___ FRAGMENTO DADO

De la objetividad a la ficción. De la ciencia
al poema. Del objeto al sujeto. De la infinitud a la caducidad. Trescientas
sesenta y nueve páginas para transitar “el
mapa”, ocho para otear “el territorio”.
Trescientas sesenta y nueve páginas para mostrar la exclusión del sujeto, nueve
para mostrarlo. Houellebecq, en su afán por
introducirse en la banalidad intrascendente del mundo moderno, hace transitar a
Jed Martin páginas y páginas –algunas interminables, como las de la primera
parte, dedicadas al arte contemporáneo— para que sintamos la frialdad emotiva,
rutinaria y brutal, de un “mecanismo
racional”, el capitalismo, y algunas de sus consecuencias más notables, por
ejemplo, la falta de ubicación subjetiva, el aislamiento, y la conversión de lo
humano en objeto y mercancía. Soportando una cierta fatiga, Jed Martin arriba a
las últimas páginas, las del encuentro con la inevitable trascendencia, el límite
y la finitud de lo humano, categorías representadas, ahora sí, en una auténtica
muestra de arte contemporáneo.

______

■ LO QUE SE PIDE: Escribe la continuación del fragmento sobre Houellebecq y Jed Martin a partir de su última oración.

___ LÍNEAS LISTADAS

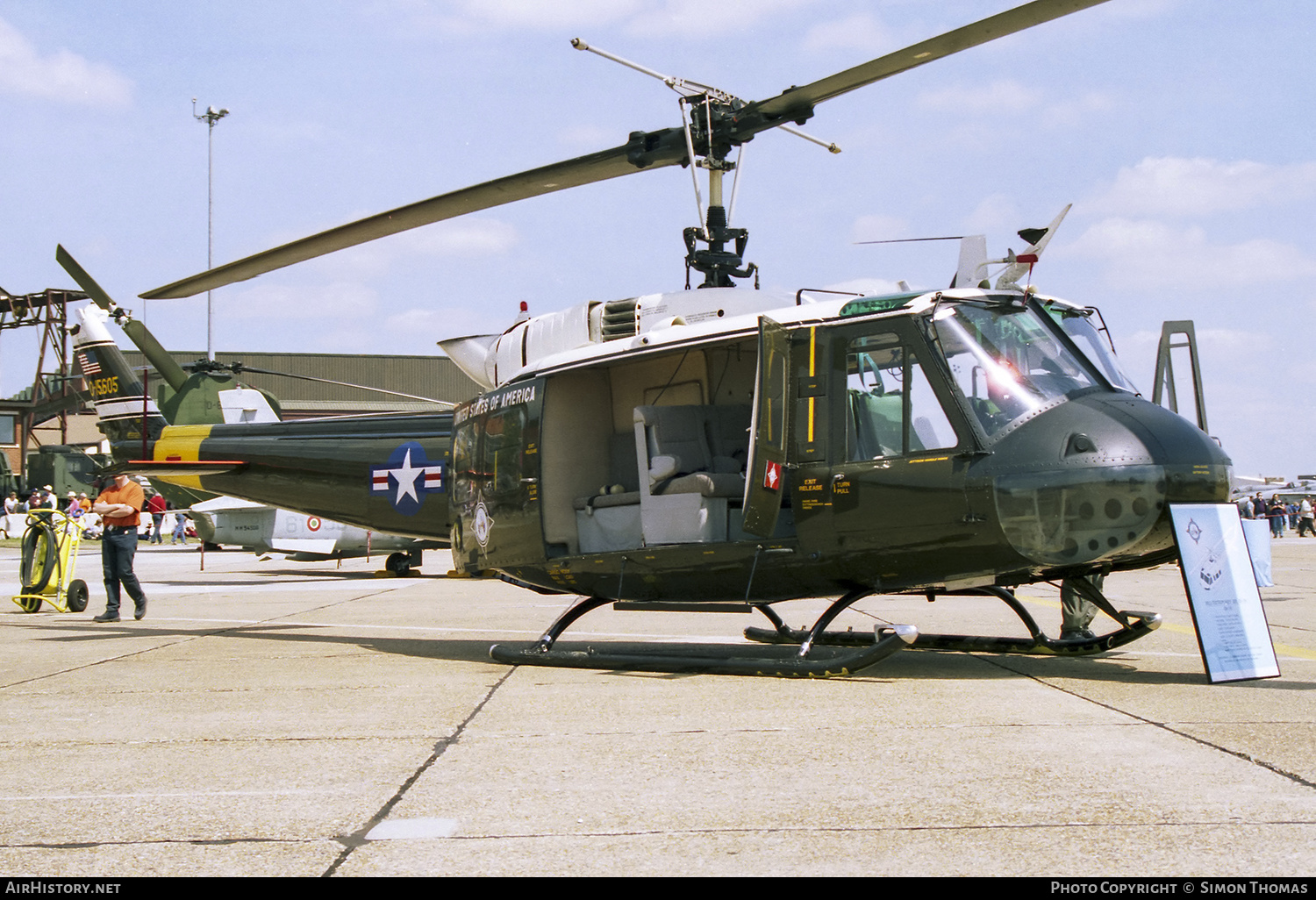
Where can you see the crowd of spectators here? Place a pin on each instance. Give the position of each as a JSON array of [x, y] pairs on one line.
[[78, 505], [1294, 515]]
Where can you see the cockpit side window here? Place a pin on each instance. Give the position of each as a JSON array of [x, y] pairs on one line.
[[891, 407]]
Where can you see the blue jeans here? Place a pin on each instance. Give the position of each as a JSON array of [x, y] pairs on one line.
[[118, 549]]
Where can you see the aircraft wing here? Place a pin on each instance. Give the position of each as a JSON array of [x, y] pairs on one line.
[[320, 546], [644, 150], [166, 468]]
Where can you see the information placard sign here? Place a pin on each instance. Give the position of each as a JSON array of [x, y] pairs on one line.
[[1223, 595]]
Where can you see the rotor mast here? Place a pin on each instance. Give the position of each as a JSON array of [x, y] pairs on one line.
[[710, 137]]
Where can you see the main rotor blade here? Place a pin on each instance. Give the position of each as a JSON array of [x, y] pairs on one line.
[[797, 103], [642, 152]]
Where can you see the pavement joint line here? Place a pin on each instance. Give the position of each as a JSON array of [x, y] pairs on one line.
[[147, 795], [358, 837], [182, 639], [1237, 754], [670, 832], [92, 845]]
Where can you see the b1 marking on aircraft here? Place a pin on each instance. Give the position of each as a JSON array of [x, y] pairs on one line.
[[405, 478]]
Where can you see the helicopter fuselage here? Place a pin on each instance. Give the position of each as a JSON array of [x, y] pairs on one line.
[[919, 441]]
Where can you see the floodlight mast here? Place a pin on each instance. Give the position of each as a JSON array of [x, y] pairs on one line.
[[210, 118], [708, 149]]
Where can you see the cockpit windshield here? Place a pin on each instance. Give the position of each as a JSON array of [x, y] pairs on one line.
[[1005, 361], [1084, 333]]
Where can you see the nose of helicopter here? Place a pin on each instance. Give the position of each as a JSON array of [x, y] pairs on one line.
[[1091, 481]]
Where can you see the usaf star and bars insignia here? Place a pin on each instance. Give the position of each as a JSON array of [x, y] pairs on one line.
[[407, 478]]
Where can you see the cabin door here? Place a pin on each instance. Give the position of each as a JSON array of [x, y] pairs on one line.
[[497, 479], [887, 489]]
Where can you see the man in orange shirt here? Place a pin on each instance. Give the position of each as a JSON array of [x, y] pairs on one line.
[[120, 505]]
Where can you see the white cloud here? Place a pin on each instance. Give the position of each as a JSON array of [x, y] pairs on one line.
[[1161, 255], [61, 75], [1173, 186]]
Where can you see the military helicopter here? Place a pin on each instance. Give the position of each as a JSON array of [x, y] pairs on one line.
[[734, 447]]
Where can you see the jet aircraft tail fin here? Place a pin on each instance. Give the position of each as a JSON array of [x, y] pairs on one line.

______

■ RESPUESTA ESCRITA:
Qué mejor escenario que el del arte para el
juego entre objetos y ficciones, entre banalidades y trascendencias. Encuentro un
desdoblamiento muy interesante entre lo clásico y lo contemporáneo. Si miramos
la novela en su conjunto, pareciera ceñirse a la propuesta del arte clásico, a
la propuesta de los pintores clásicos, una invitación a que nos adentremos en
los senderos de la perspectiva –en este caso la del sistema capitalista—, para
que caminemos por ella como sujetos. Houellebecq, tengo la impresión de que, por
un lado, pretende incluir en esa perspectiva el desgarramiento emocional del
sujeto del capitalismo; por otro lado, Jed Martin, desdoblado a su vez entre su
papel como desubicado existencial –así se muestra en la perspectiva que dibuja
Houellebecq, en su problemática relación con el padre y las mujeres— y su papel
activo como producto del capitalismo en el que excluye al sujeto llenando su
arte de objetos, de objetividad, de letras incesantes—no de palabras— que, en
su acumulación hacen sentir cierto rechazo a un lector, porque, sea éste clásico
o moderno, no puede asentarse en la vida más que como sujeto de la palabra. ¿Cuál
sería la esencia de su arte?:
“Representaciones
del mundo en las cuales la gente no debía de estar incluida” (P. 34)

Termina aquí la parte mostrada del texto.